==== GIVEN ENTRIES ====
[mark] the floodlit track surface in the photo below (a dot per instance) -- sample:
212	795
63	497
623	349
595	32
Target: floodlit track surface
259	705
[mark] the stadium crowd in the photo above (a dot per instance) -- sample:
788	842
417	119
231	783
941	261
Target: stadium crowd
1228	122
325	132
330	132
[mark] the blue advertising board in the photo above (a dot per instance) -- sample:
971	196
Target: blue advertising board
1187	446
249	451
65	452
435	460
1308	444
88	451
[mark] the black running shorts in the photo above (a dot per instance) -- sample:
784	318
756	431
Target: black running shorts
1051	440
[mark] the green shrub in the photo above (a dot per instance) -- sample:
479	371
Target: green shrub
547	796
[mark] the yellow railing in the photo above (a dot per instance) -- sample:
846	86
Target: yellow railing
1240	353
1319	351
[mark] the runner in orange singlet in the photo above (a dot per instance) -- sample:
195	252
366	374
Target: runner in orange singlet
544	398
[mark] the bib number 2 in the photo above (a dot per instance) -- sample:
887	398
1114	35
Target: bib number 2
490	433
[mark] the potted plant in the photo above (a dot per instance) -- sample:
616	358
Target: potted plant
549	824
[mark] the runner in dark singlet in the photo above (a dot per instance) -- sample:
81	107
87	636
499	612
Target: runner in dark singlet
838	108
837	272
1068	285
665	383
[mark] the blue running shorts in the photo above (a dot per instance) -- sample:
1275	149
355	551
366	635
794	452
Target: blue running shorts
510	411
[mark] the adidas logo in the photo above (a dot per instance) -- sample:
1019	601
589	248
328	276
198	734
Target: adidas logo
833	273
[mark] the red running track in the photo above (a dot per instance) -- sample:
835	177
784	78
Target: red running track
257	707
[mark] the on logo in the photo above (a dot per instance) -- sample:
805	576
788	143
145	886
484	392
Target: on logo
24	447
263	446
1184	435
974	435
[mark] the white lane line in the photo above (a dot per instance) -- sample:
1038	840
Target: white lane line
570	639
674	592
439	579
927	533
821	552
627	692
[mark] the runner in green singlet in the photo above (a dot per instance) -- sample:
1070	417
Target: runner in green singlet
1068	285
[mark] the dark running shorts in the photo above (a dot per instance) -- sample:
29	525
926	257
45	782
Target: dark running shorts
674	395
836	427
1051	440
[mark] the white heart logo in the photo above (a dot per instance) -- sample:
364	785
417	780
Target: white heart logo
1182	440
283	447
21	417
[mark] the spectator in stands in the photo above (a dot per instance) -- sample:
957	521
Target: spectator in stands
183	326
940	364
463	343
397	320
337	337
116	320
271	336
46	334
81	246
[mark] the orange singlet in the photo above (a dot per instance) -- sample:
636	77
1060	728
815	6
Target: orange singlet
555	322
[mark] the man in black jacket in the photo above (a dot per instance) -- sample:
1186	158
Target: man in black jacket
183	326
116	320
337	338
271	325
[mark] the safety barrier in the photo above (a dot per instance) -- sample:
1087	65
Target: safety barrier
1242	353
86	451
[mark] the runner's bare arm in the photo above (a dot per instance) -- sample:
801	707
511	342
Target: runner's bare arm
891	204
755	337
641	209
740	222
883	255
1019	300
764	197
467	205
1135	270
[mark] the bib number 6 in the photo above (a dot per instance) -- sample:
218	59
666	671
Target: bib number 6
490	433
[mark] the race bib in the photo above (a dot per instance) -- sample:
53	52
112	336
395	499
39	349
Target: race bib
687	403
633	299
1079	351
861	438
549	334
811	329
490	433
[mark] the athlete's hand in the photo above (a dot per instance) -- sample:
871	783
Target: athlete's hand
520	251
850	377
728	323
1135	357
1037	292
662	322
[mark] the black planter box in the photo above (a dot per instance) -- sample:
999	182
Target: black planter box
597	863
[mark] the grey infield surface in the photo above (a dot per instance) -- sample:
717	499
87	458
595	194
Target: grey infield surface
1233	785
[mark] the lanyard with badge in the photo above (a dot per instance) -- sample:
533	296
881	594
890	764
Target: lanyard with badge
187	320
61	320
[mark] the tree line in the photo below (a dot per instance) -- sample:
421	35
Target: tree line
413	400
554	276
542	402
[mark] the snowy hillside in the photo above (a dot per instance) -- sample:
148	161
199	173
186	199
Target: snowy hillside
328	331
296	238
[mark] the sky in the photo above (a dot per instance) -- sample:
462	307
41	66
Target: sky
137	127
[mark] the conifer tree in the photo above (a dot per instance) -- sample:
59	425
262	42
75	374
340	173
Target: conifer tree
====
## TASK REQUIREMENTS:
Starting at the line that contains "[mark] the snowy" and continuing through the end of the records, write those lines out again with "conifer" swapped for "evergreen" and nothing else changed.

## OUTPUT FOR THIS EXERCISE:
[mark] the snowy hillside in the photo above (a dot per instance) -- sample:
148	161
199	173
186	199
Target: snowy hillside
328	331
296	238
[mark] the sky in the photo above (a dot per instance) -- sample:
462	307
41	66
Target: sky
137	127
[mark] the evergreen tree in the photo above (a dot per instance) -- sample:
59	425
262	42
75	374
340	173
Target: evergreen tree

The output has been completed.